[Records to process]
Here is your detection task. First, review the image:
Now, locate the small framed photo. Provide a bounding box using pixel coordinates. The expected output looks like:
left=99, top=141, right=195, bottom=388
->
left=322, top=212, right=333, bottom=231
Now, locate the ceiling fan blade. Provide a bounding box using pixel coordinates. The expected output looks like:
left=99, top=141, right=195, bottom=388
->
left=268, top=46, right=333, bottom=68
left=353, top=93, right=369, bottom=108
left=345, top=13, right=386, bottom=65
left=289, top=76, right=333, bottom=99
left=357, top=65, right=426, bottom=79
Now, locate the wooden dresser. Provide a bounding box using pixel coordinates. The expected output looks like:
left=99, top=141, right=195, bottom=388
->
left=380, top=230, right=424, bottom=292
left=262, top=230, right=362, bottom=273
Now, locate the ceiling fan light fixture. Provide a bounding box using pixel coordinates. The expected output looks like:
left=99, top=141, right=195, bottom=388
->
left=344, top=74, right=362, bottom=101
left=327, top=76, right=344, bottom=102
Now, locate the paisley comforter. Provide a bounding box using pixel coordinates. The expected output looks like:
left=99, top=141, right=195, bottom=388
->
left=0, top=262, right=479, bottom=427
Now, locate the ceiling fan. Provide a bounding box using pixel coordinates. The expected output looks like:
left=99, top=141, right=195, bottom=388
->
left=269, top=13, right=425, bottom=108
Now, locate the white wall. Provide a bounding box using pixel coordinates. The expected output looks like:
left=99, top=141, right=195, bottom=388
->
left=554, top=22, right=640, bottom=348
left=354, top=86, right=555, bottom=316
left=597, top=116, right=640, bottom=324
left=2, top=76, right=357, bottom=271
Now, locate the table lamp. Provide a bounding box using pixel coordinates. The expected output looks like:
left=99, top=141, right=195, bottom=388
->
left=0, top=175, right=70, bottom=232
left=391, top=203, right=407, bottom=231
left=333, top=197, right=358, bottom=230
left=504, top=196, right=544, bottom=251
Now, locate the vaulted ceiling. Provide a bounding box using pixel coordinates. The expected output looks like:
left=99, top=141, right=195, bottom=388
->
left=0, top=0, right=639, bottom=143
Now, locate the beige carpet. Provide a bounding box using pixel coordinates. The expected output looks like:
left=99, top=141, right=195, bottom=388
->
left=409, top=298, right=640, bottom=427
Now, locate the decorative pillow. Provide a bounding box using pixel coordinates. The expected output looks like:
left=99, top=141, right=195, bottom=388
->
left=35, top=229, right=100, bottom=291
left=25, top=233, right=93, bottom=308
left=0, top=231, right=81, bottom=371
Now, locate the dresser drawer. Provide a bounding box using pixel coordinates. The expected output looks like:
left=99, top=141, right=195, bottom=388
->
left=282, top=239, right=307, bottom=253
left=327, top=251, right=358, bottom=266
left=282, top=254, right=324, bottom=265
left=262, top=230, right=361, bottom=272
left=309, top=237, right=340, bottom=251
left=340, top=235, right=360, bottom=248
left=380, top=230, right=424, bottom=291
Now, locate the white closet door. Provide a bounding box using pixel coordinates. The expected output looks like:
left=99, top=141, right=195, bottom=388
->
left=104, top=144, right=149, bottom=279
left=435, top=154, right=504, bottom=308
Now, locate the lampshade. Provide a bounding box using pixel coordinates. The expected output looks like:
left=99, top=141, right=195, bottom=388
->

[Exercise requirements] Copy every line above, word for word, without changing anything.

[Correct output]
Here is your detection task. First, review the image:
Now, locate the small framed photo. Provide a bounding box using pixel coordinates. The expected output looks like:
left=99, top=141, right=195, bottom=388
->
left=322, top=212, right=333, bottom=231
Now, locate the ceiling fan blade. Provide a bounding box using pixel coordinates. The expected output looks like:
left=99, top=141, right=195, bottom=388
->
left=268, top=46, right=333, bottom=68
left=353, top=93, right=369, bottom=108
left=345, top=13, right=386, bottom=65
left=289, top=76, right=333, bottom=99
left=357, top=65, right=426, bottom=79
Now, locate the wooden dresser. Provide a bounding box using pixel coordinates. The expected output looks like:
left=99, top=141, right=195, bottom=388
->
left=380, top=230, right=424, bottom=292
left=262, top=230, right=362, bottom=273
Now, locate the ceiling fan light fixture. Provide a bounding box using pixel coordinates. The expected output looks like:
left=99, top=141, right=195, bottom=388
->
left=344, top=74, right=362, bottom=101
left=327, top=76, right=344, bottom=102
Now, locate the paisley comforter. Provide a bounding box using pixel coordinates. The expected output looks like:
left=99, top=141, right=195, bottom=388
->
left=0, top=262, right=479, bottom=427
Now, locate the ceiling fan. Provide a bounding box using pixel coordinates. The expected output looks like:
left=99, top=141, right=195, bottom=388
->
left=269, top=13, right=425, bottom=108
Now, locate the white wall. Provide a bounding box using pixel coordinates. The expected output looks like:
left=99, top=141, right=195, bottom=388
->
left=554, top=22, right=640, bottom=348
left=354, top=86, right=555, bottom=316
left=597, top=116, right=640, bottom=324
left=2, top=76, right=357, bottom=271
Now, locate the table lamp. Provide a bounding box using pixel coordinates. The expected output looks like:
left=99, top=141, right=195, bottom=388
->
left=0, top=175, right=70, bottom=232
left=391, top=203, right=407, bottom=231
left=333, top=197, right=358, bottom=230
left=504, top=196, right=544, bottom=251
Now, locate the vaulted ceiling. Provide a bounding box using pixel coordinates. The expected output looks like:
left=99, top=141, right=195, bottom=388
->
left=0, top=0, right=639, bottom=143
Now, locate the beige carpet. Provide a bounding box using pixel coordinates. The expected output looks like:
left=99, top=141, right=195, bottom=388
->
left=409, top=298, right=640, bottom=427
Now, locate the decorative pillow. Provide a bounding box using pixel coordinates. The expected output looks like:
left=99, top=141, right=195, bottom=388
->
left=35, top=229, right=100, bottom=291
left=25, top=233, right=93, bottom=308
left=0, top=231, right=81, bottom=371
Now, locate the dresser drawer. Provide a bounding box using pixel coordinates. The expected output looks like:
left=99, top=141, right=195, bottom=388
->
left=282, top=239, right=307, bottom=253
left=327, top=251, right=358, bottom=266
left=282, top=254, right=324, bottom=265
left=262, top=230, right=361, bottom=272
left=309, top=237, right=340, bottom=251
left=340, top=235, right=360, bottom=248
left=380, top=230, right=424, bottom=291
Now, locate the white closet door. Provide a bounding box using pixel coordinates. The expected output looks like:
left=99, top=141, right=195, bottom=388
->
left=104, top=144, right=149, bottom=279
left=435, top=154, right=504, bottom=308
Now, locate the lampshade. Provide a bounding box using pixel coordinates. The expected output looks like:
left=99, top=141, right=195, bottom=388
->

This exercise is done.